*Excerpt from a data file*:

_____

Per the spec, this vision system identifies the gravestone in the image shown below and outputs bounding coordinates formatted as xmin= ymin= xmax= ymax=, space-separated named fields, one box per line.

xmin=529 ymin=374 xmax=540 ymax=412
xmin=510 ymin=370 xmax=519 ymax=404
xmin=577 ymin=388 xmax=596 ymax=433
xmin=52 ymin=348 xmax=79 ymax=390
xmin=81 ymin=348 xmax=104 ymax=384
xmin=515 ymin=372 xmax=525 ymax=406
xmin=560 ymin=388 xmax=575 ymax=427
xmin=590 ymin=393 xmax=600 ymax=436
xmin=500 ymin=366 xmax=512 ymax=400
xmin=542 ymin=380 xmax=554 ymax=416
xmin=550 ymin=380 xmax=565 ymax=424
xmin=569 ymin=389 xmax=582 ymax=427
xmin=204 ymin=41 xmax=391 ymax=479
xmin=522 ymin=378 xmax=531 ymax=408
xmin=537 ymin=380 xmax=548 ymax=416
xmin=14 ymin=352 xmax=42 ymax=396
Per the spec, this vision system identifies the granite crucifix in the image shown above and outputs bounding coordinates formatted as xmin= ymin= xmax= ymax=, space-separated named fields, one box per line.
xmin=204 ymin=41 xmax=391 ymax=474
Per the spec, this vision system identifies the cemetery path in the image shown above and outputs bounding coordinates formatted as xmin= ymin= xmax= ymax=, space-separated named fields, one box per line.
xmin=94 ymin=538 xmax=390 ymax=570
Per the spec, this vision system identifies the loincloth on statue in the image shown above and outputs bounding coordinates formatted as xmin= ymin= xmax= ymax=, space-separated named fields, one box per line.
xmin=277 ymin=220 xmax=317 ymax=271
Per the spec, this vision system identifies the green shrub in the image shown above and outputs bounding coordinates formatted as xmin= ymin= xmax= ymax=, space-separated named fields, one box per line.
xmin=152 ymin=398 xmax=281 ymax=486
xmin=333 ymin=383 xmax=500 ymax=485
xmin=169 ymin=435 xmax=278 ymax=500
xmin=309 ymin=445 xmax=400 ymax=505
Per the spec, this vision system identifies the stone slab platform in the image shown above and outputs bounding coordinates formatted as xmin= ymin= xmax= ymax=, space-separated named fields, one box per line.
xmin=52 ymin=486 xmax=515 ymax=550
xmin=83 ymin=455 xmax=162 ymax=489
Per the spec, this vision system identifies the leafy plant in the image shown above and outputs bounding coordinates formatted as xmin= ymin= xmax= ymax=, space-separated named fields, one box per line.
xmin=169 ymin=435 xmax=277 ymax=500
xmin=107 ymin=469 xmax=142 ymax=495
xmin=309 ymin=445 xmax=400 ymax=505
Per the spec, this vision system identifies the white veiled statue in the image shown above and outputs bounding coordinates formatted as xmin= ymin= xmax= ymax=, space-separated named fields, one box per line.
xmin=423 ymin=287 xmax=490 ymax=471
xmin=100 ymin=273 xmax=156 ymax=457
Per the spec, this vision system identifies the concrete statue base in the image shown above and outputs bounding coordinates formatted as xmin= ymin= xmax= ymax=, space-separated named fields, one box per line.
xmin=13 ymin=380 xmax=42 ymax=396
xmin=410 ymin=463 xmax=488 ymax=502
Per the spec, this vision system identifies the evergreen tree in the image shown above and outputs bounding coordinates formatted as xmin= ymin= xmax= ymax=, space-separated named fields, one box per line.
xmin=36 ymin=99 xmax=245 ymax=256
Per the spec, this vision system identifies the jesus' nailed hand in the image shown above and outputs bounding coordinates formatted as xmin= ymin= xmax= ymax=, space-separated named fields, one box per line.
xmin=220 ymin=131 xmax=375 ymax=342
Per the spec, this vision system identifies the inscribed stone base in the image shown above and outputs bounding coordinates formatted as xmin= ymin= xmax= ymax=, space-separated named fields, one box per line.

_____

*PROBLEM DETAILS*: Reproduce the data above word for word, from its first line to its last.

*IN RESPONSE*:
Per the spec, this vision system identifies the gravestone in the image shown below and outputs bounding coordinates formatted as xmin= ymin= xmax= ymax=, space-separated named fields, one box per line.

xmin=529 ymin=374 xmax=540 ymax=412
xmin=510 ymin=370 xmax=519 ymax=404
xmin=577 ymin=388 xmax=596 ymax=433
xmin=52 ymin=348 xmax=79 ymax=390
xmin=81 ymin=348 xmax=104 ymax=384
xmin=515 ymin=372 xmax=525 ymax=406
xmin=560 ymin=388 xmax=575 ymax=427
xmin=590 ymin=393 xmax=600 ymax=436
xmin=500 ymin=366 xmax=512 ymax=400
xmin=542 ymin=380 xmax=554 ymax=416
xmin=550 ymin=380 xmax=565 ymax=424
xmin=569 ymin=389 xmax=582 ymax=427
xmin=204 ymin=41 xmax=391 ymax=479
xmin=522 ymin=378 xmax=531 ymax=408
xmin=537 ymin=380 xmax=548 ymax=416
xmin=14 ymin=352 xmax=42 ymax=396
Per the spec, this vision system identifies the granite crucifix in the image shown above and outputs bounding coordinates formatted as xmin= ymin= xmax= ymax=, space-separated named fields, one box per line.
xmin=204 ymin=41 xmax=391 ymax=474
Per the spec, this vision system identifies the cemetery path in the image shown above and outputs bounding coordinates formatted as xmin= ymin= xmax= ymax=, space-separated named fields, one box per line.
xmin=94 ymin=538 xmax=390 ymax=570
Per the spec, this vision system identifies the loincloth on statue in the image shown above and outputs bounding coordinates formatted as xmin= ymin= xmax= ymax=, space-separated named fields, one box per line.
xmin=277 ymin=220 xmax=317 ymax=271
Per the spec, this vision system identifies the green shrub in the image shown above and outputs bounding coordinates formatted as xmin= ymin= xmax= ymax=, space-separated named fields, one box per line.
xmin=152 ymin=398 xmax=281 ymax=486
xmin=333 ymin=383 xmax=500 ymax=485
xmin=169 ymin=435 xmax=278 ymax=500
xmin=309 ymin=445 xmax=400 ymax=505
Per the spec, this vision system identifies the stone slab platform in the image shown above and outputs bounding coordinates formatted as xmin= ymin= xmax= ymax=, space-separated named fields, one box per line.
xmin=52 ymin=486 xmax=515 ymax=550
xmin=83 ymin=455 xmax=162 ymax=489
Per the spec, this vision system identifies the leafy plant in the image shown above and outputs bounding coordinates formatted as xmin= ymin= xmax= ymax=, space-separated named fields, one box per line.
xmin=169 ymin=435 xmax=277 ymax=500
xmin=107 ymin=469 xmax=142 ymax=495
xmin=309 ymin=445 xmax=400 ymax=505
Per the spec, this vision system identifies the white veiled statue in the image shown above and outputs bounding coordinates formatted as xmin= ymin= xmax= ymax=, space-separated named fields, one box per line.
xmin=423 ymin=287 xmax=490 ymax=471
xmin=100 ymin=273 xmax=156 ymax=457
Per the spec, this vision system identifies the concrete statue base in the image shown above and outputs bounding coordinates formatted as xmin= ymin= xmax= ymax=, space-separated named fields, one box per line.
xmin=13 ymin=380 xmax=42 ymax=396
xmin=410 ymin=463 xmax=488 ymax=502
Per the spec, this vision system identifies the evergreen tree in the image shown above and outputs bounding coordinates formatted as xmin= ymin= xmax= ymax=, space-separated named fields, one box per line.
xmin=36 ymin=99 xmax=245 ymax=256
Per the spec, this vision system identifies the jesus' nailed hand in the image shown above and outputs bounding coordinates formatted as xmin= ymin= xmax= ymax=, space-separated named fields, one box per line.
xmin=220 ymin=131 xmax=375 ymax=342
Per the spec, this vision system identifies the inscribed stone base in the image shown above and outputs bounding coordinates formatted as xmin= ymin= xmax= ymax=, space-separated named fields, one box per line.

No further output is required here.